Instructions to follow> Reproduce every line from the start of the entries down through the line containing "<point>202,226</point>", including that line. Move each answer point by adding 68 to both of its coordinates, and keep all other lines as they are. Omit the pictures.

Data listing:
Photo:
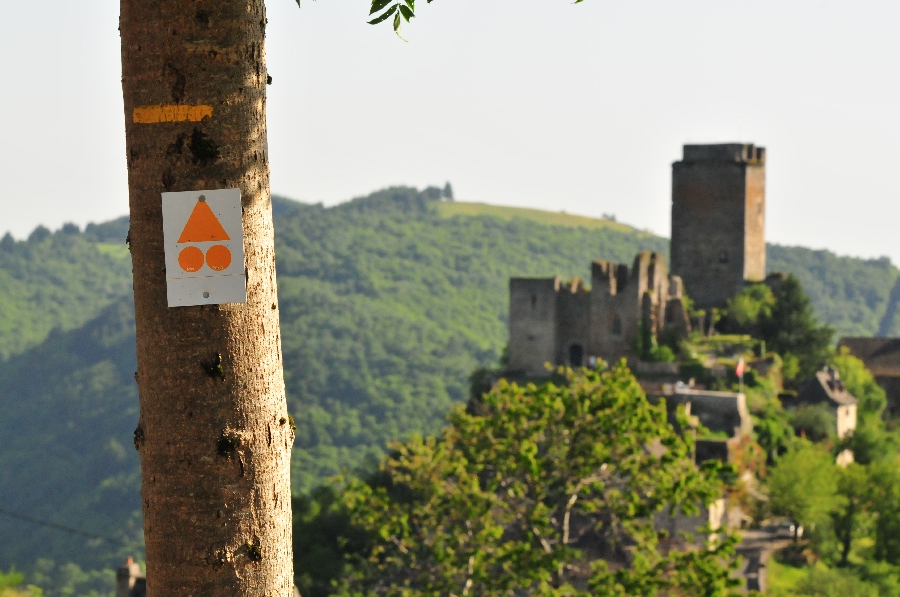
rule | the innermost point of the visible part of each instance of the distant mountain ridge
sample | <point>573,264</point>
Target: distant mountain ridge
<point>388,303</point>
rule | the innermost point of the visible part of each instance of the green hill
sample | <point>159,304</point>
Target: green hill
<point>388,303</point>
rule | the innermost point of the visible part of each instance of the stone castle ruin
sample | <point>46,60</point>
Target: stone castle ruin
<point>565,323</point>
<point>718,243</point>
<point>718,220</point>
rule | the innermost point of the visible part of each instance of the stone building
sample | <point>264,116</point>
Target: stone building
<point>718,220</point>
<point>882,357</point>
<point>828,388</point>
<point>565,323</point>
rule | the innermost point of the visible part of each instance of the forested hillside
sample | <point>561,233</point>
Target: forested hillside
<point>387,302</point>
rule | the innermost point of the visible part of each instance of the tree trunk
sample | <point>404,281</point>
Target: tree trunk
<point>214,433</point>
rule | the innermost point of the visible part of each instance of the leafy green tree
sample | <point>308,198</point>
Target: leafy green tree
<point>536,495</point>
<point>851,503</point>
<point>792,330</point>
<point>813,421</point>
<point>773,430</point>
<point>323,537</point>
<point>885,498</point>
<point>803,485</point>
<point>747,308</point>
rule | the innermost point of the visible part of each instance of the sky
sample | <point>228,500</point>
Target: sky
<point>536,103</point>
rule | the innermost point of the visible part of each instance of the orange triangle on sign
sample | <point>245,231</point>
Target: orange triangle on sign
<point>202,226</point>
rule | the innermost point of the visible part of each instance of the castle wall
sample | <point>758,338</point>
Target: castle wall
<point>755,223</point>
<point>614,311</point>
<point>718,211</point>
<point>532,324</point>
<point>573,324</point>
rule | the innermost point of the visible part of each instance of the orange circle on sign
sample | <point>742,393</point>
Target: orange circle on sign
<point>190,259</point>
<point>218,257</point>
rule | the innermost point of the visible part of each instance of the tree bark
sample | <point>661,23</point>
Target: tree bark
<point>214,433</point>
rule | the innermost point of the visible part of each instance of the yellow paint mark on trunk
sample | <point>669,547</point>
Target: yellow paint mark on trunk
<point>171,113</point>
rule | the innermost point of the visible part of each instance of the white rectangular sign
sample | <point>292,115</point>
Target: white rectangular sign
<point>203,235</point>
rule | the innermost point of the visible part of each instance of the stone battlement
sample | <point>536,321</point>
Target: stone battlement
<point>564,323</point>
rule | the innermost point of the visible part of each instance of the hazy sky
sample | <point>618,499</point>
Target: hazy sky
<point>537,103</point>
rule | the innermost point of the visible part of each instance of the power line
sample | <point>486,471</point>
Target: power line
<point>61,527</point>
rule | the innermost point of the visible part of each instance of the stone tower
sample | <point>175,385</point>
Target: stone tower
<point>718,220</point>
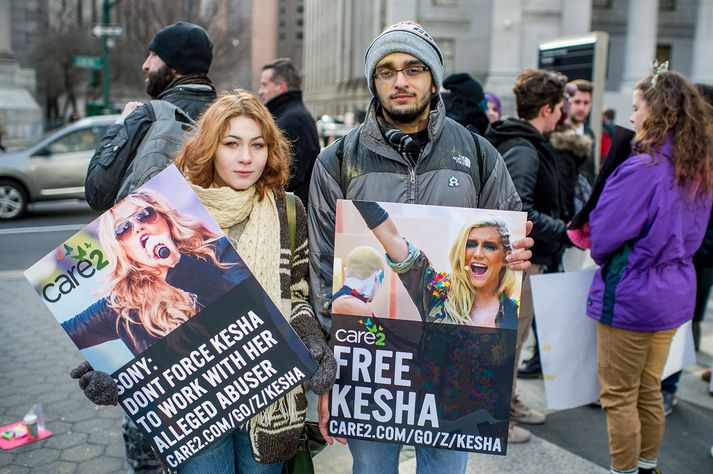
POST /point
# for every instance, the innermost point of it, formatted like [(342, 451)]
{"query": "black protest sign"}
[(213, 373), (424, 384), (424, 324), (153, 293)]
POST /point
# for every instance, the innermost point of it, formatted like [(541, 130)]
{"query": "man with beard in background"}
[(176, 71)]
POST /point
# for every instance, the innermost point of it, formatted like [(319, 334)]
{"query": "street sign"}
[(88, 62), (107, 31)]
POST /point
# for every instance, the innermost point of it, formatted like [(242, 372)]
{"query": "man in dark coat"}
[(522, 143), (176, 71), (280, 92)]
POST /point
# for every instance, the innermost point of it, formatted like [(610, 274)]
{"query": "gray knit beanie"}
[(404, 37)]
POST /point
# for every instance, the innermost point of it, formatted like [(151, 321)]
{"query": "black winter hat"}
[(185, 47), (463, 85)]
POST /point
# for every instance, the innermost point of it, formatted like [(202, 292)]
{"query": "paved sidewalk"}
[(37, 356)]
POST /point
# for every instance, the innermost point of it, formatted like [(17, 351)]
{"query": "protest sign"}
[(154, 294), (568, 340), (412, 368)]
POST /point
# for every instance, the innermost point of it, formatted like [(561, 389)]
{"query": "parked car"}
[(53, 168)]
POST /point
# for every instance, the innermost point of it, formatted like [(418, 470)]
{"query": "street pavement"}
[(37, 356)]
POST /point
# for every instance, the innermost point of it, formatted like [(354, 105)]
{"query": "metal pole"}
[(106, 71)]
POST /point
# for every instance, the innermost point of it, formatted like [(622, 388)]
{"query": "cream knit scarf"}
[(259, 247), (259, 242)]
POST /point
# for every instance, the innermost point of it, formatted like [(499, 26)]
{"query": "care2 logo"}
[(89, 261), (373, 335)]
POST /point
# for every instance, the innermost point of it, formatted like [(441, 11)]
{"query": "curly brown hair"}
[(195, 159), (535, 88), (677, 107)]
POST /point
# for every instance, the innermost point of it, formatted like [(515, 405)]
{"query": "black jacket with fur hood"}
[(570, 152), (533, 170)]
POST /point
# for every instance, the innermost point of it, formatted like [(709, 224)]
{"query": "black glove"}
[(323, 379), (372, 213), (98, 387)]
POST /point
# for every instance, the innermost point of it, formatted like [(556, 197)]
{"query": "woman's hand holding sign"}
[(98, 387), (323, 413), (520, 259)]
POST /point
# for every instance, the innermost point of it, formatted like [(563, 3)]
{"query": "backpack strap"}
[(291, 221)]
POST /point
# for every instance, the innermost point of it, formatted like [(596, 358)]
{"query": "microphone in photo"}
[(162, 251)]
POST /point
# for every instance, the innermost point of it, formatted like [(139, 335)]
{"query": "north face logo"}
[(462, 160)]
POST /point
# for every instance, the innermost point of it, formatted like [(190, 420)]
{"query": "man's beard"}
[(409, 115), (158, 81)]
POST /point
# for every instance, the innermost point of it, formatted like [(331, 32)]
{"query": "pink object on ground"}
[(15, 442)]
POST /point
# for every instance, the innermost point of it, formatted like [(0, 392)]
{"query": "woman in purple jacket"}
[(648, 223)]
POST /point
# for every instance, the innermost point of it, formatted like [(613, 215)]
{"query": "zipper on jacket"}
[(412, 188)]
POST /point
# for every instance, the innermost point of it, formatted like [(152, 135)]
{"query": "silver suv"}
[(53, 168)]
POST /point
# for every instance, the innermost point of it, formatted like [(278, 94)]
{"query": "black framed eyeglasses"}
[(389, 74), (146, 215)]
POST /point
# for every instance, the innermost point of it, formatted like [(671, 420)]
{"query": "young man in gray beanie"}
[(176, 71), (405, 151)]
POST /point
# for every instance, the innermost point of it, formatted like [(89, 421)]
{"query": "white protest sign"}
[(568, 340)]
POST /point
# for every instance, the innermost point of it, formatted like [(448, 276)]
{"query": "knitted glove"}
[(98, 387), (580, 237), (323, 379), (372, 213)]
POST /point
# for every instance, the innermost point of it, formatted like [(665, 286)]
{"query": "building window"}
[(663, 53), (667, 5), (601, 4), (448, 50)]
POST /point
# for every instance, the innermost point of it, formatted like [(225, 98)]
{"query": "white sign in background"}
[(568, 340)]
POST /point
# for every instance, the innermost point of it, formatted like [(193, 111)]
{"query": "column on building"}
[(576, 17), (702, 67), (641, 32), (505, 50)]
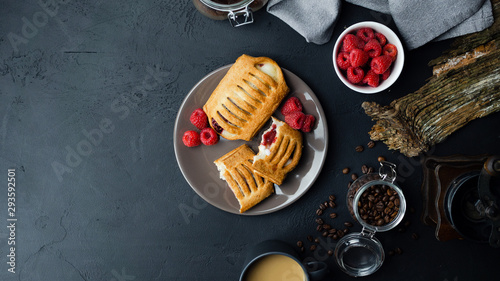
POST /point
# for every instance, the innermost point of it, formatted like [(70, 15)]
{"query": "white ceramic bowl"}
[(397, 65)]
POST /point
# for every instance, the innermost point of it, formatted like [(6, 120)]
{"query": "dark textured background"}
[(115, 214)]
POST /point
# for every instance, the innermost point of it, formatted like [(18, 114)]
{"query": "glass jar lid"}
[(359, 254)]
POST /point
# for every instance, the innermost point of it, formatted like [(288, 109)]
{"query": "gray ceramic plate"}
[(201, 173)]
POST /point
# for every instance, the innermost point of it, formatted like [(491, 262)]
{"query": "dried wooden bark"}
[(465, 85)]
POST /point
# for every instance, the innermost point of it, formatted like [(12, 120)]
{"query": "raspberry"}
[(351, 42), (191, 138), (373, 48), (381, 38), (371, 79), (199, 119), (386, 74), (291, 105), (365, 34), (343, 60), (358, 57), (308, 123), (208, 136), (380, 64), (390, 50), (295, 119), (355, 74), (216, 126)]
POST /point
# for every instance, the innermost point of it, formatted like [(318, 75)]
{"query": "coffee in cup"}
[(275, 267)]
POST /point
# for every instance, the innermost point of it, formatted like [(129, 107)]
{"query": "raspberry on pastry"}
[(280, 154)]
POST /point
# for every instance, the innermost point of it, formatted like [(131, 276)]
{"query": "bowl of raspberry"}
[(368, 57)]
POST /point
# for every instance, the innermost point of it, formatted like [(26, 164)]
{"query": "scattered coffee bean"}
[(370, 144), (331, 204), (364, 169)]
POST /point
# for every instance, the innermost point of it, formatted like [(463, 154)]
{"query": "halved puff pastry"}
[(236, 169), (246, 97), (279, 152)]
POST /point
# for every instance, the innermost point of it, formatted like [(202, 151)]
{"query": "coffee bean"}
[(370, 144), (364, 169), (331, 204)]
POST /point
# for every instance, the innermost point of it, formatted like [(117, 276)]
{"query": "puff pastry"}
[(279, 152), (246, 97), (235, 168)]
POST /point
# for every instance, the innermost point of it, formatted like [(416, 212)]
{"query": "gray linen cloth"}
[(418, 21)]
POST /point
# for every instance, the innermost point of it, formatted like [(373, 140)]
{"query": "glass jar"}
[(239, 12), (377, 204)]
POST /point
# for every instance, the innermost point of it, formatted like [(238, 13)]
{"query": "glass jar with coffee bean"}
[(378, 204)]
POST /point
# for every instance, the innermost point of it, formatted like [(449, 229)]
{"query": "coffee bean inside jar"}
[(376, 201), (378, 205)]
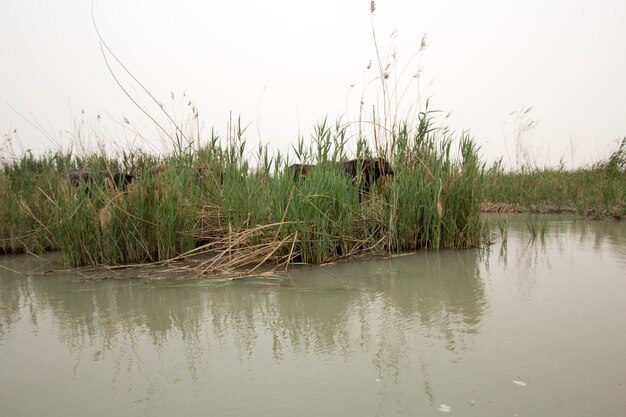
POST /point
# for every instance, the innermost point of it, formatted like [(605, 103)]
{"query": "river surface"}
[(523, 328)]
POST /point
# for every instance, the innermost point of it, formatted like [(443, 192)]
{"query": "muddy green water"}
[(525, 328)]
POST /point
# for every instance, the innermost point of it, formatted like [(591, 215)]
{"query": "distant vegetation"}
[(594, 192), (205, 203)]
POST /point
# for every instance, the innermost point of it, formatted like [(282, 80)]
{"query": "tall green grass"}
[(593, 191), (209, 203)]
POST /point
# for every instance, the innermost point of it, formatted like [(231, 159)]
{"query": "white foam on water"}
[(444, 408)]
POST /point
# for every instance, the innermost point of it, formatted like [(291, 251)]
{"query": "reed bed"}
[(594, 192), (205, 209)]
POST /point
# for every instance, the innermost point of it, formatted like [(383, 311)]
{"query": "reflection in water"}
[(385, 337)]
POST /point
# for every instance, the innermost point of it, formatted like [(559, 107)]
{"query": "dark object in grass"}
[(300, 170)]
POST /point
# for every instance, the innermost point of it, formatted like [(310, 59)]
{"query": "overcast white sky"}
[(284, 65)]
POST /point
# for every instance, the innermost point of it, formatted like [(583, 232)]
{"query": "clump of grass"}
[(595, 191), (210, 207)]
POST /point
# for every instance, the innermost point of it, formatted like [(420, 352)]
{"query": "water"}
[(531, 328)]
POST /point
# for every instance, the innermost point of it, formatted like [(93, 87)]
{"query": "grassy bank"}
[(208, 206), (594, 192)]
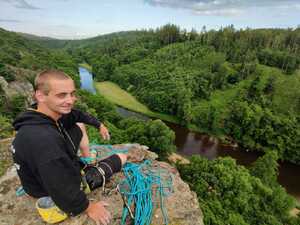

Solution>
Photo:
rule | the innermost point of the visible part of each instance of the distant mountain ridge
sample | <point>573,264</point>
Target: distant mountain ridge
<point>456,371</point>
rule | the innermost point of the visible part of each instance of the green hill
sample | <point>159,304</point>
Target: green hill
<point>456,371</point>
rule | the innermost point of the visible part of each instance of the stone castle ruin
sample | <point>46,60</point>
Target: stone castle ruin
<point>633,391</point>
<point>786,311</point>
<point>786,288</point>
rule | the innermost point of the visible part of each instance of the stone building
sample | <point>264,116</point>
Target: stone building
<point>786,288</point>
<point>950,425</point>
<point>896,456</point>
<point>633,391</point>
rule | the innermost point of the visible part of each instance of the forested hillside
sample | <point>561,233</point>
Target: forested hillside
<point>455,370</point>
rule | the innermost point of the visible part of each instance of the tree trunk
sample | <point>404,281</point>
Target: tree trunk
<point>282,501</point>
rule | the innermost point of the visible part of each instance of the leafy green tree
sample | <point>308,198</point>
Target: leafy green tree
<point>604,563</point>
<point>919,571</point>
<point>860,398</point>
<point>881,489</point>
<point>841,498</point>
<point>391,605</point>
<point>953,566</point>
<point>871,553</point>
<point>815,376</point>
rule | the innermost point of the visible part of each instance of the sky
sample | <point>228,500</point>
Target: sky
<point>604,171</point>
rule | the innermost point of the visible part of each instance of the orange triangle on sign
sample | <point>245,231</point>
Target: orange triangle on sign
<point>270,294</point>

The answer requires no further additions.